* _Records in a dataset_
--- begin ---
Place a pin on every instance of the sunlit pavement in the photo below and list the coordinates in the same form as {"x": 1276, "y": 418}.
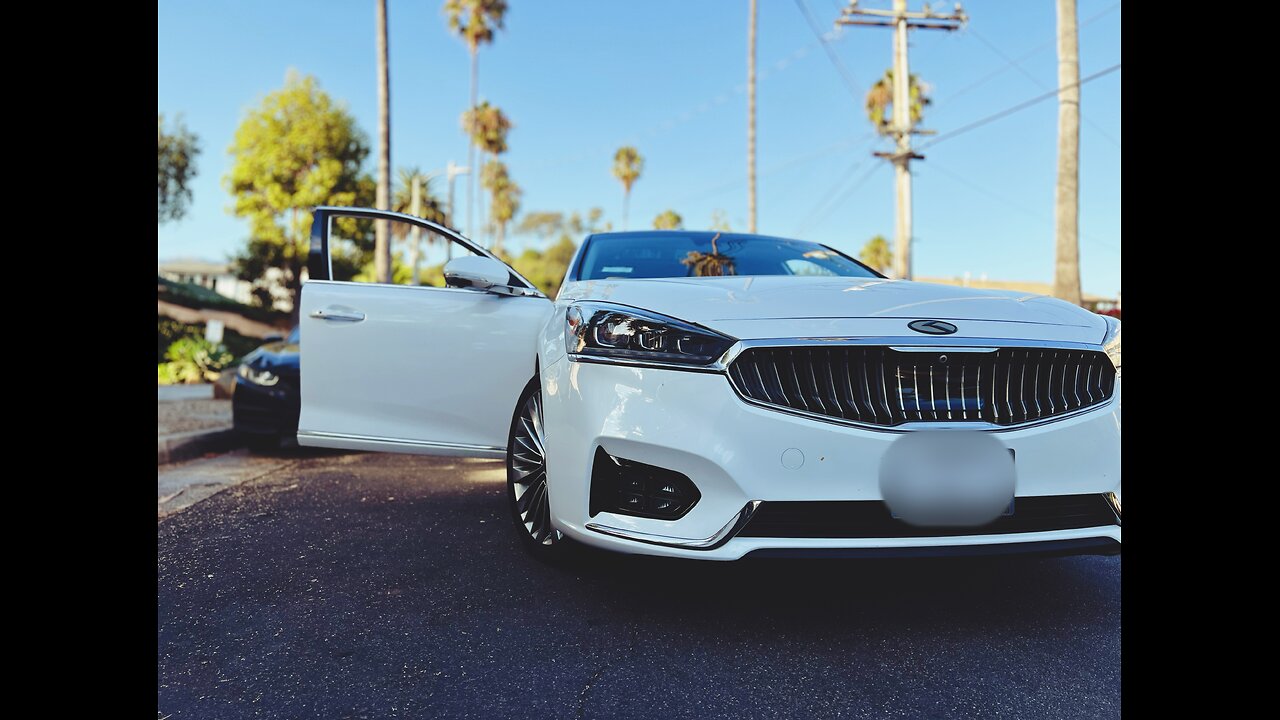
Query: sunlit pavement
{"x": 383, "y": 586}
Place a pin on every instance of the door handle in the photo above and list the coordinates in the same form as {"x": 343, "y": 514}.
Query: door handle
{"x": 338, "y": 315}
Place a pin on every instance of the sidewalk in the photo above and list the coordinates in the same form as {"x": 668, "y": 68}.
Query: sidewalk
{"x": 191, "y": 423}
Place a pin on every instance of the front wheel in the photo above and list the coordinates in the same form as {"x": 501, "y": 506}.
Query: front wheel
{"x": 526, "y": 478}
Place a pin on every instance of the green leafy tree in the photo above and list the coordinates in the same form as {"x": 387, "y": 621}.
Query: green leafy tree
{"x": 668, "y": 220}
{"x": 627, "y": 165}
{"x": 178, "y": 150}
{"x": 544, "y": 268}
{"x": 880, "y": 101}
{"x": 296, "y": 150}
{"x": 877, "y": 254}
{"x": 192, "y": 360}
{"x": 475, "y": 22}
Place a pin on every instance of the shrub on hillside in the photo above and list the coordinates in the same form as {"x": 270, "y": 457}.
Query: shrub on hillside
{"x": 192, "y": 360}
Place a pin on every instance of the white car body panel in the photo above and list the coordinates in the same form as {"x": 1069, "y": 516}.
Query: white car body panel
{"x": 439, "y": 372}
{"x": 735, "y": 451}
{"x": 835, "y": 306}
{"x": 376, "y": 383}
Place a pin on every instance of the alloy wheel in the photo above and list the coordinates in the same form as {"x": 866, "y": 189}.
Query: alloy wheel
{"x": 529, "y": 473}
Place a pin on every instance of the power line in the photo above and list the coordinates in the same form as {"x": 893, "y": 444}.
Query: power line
{"x": 831, "y": 53}
{"x": 849, "y": 194}
{"x": 1018, "y": 206}
{"x": 1040, "y": 83}
{"x": 1015, "y": 108}
{"x": 835, "y": 147}
{"x": 831, "y": 194}
{"x": 1022, "y": 58}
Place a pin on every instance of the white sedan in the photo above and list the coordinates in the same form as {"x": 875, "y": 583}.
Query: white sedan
{"x": 721, "y": 395}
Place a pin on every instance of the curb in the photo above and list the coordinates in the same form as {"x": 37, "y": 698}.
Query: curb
{"x": 184, "y": 446}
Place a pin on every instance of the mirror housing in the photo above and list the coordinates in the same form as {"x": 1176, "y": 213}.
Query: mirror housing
{"x": 476, "y": 272}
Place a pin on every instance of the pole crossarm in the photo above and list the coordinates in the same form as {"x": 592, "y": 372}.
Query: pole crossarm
{"x": 903, "y": 127}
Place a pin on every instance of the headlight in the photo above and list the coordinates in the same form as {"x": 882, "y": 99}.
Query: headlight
{"x": 1111, "y": 342}
{"x": 613, "y": 331}
{"x": 257, "y": 377}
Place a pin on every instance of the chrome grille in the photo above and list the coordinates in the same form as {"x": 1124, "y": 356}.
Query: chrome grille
{"x": 881, "y": 386}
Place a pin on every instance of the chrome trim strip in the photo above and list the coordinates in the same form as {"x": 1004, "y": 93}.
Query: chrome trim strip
{"x": 725, "y": 534}
{"x": 657, "y": 364}
{"x": 950, "y": 349}
{"x": 405, "y": 442}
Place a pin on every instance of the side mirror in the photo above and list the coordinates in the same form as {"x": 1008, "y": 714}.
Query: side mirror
{"x": 476, "y": 272}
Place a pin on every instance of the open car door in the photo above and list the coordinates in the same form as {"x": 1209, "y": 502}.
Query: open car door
--- end ---
* _TASK DETAILS_
Reproduce the listing verbatim, starting at the line that contains "Place a pin on every instance of the open" and ending at the final line of the listing.

* _THE ANSWER_
Place a pin on every instance of the open car door in the photo above and list the coordinates in the same form as {"x": 1209, "y": 502}.
Query: open car door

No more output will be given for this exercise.